──────── Data to use

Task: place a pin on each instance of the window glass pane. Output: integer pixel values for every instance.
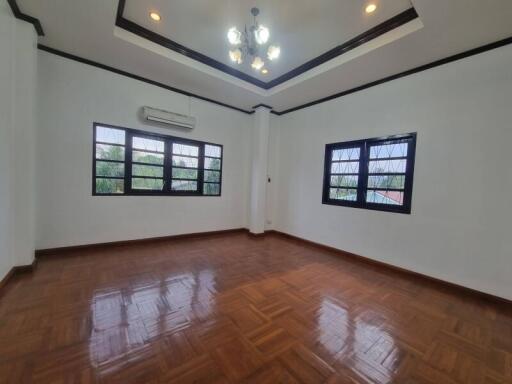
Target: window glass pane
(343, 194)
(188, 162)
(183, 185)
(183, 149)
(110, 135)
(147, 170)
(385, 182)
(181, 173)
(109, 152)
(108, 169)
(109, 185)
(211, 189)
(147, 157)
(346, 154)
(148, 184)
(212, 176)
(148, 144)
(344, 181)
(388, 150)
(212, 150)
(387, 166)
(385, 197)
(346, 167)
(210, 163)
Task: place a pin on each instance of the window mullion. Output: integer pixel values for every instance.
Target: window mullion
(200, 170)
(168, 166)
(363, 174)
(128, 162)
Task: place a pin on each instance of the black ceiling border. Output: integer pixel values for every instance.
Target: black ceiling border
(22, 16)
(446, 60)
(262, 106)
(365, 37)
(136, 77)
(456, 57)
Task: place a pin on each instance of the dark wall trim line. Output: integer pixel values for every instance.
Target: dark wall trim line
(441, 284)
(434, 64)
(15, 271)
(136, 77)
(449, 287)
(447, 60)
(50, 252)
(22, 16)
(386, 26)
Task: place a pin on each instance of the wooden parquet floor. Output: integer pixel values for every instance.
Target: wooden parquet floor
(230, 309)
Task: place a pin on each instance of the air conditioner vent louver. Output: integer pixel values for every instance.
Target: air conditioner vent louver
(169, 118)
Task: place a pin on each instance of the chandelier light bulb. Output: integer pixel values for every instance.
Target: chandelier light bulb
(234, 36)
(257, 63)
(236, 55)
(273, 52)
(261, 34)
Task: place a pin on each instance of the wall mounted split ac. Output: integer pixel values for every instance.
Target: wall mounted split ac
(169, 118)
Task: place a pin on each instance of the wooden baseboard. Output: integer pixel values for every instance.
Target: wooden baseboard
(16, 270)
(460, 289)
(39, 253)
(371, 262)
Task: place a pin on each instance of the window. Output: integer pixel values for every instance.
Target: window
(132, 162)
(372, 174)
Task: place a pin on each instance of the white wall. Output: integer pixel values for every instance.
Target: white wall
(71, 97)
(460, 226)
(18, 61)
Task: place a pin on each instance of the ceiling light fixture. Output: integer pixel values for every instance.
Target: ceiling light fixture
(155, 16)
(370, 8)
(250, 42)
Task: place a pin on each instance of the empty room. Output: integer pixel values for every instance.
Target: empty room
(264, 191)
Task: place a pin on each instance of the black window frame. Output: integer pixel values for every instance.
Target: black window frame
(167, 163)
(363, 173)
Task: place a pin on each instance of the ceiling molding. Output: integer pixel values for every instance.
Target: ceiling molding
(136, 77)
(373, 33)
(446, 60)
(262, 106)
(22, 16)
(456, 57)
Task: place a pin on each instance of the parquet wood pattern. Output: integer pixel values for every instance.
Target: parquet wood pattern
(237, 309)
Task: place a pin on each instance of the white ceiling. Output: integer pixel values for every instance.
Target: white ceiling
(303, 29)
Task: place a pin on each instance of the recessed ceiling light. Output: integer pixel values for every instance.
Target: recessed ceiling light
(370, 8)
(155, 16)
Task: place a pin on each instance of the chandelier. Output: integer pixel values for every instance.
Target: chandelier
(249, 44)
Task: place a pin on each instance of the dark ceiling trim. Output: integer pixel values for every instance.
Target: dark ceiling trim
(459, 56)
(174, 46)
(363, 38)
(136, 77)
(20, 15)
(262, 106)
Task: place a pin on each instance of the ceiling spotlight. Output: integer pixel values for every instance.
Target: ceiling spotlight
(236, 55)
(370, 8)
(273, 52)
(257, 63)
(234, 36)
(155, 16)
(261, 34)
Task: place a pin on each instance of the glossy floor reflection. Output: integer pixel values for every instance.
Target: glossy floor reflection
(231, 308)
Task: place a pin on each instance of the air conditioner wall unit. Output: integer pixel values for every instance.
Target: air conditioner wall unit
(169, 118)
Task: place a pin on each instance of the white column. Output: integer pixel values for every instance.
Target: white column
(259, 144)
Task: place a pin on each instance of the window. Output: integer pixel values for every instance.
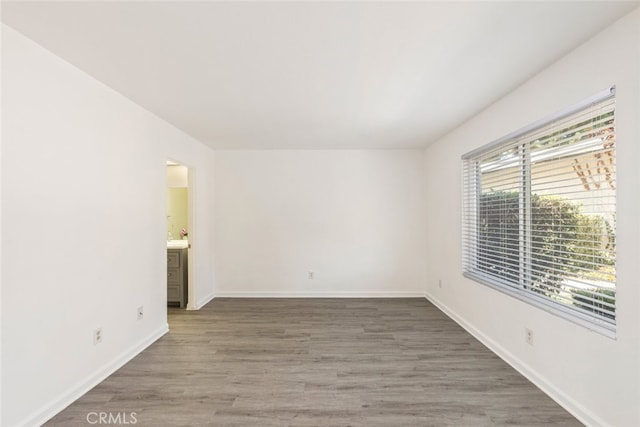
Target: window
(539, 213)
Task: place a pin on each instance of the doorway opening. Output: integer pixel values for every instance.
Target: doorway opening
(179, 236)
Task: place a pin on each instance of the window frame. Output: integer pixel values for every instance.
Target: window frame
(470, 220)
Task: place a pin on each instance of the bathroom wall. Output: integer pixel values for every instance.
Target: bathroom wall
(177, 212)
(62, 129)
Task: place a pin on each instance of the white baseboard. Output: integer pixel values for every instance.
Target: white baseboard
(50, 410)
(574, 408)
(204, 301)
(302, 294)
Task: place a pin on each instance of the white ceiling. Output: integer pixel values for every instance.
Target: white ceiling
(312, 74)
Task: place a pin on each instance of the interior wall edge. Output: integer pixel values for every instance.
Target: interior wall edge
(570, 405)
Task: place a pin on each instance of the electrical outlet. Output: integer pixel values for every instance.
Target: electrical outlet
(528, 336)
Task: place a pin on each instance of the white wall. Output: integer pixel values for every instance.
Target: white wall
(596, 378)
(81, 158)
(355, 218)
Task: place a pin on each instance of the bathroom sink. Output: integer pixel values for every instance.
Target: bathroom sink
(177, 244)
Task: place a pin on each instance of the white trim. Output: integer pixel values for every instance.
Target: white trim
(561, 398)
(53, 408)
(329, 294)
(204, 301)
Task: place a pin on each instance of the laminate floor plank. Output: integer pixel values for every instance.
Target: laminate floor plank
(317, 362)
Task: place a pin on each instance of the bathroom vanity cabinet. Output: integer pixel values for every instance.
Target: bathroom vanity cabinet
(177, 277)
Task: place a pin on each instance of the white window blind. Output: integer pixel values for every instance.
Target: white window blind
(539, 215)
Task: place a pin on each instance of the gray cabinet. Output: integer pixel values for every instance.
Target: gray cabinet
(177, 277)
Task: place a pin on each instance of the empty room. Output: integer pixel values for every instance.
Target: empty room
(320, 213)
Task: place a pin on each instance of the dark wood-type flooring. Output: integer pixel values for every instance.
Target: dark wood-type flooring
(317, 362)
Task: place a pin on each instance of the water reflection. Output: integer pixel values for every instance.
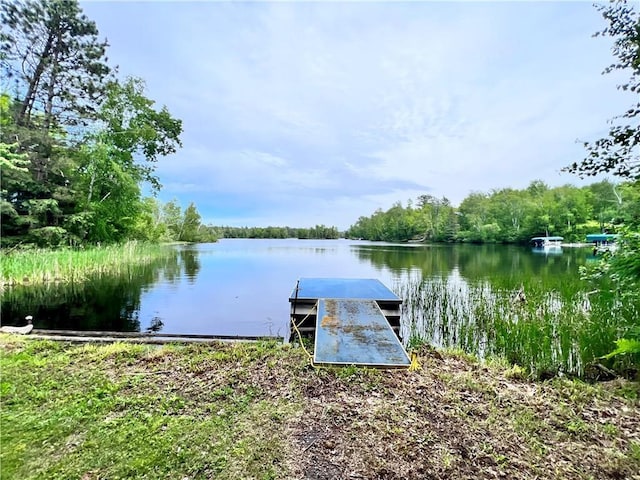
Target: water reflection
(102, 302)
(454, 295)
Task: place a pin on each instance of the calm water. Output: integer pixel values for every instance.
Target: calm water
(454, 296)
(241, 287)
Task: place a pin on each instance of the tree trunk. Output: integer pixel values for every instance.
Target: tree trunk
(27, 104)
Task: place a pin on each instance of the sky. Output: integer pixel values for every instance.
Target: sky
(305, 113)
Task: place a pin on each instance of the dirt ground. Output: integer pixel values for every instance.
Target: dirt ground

────────────────

_Exercise_
Copy out each line from the preceding entries that mentions the word "ground".

_Task output_
Task: place a pin on each instance of the dirt ground. Output: integer pixel values for every instance.
Target: dirt ground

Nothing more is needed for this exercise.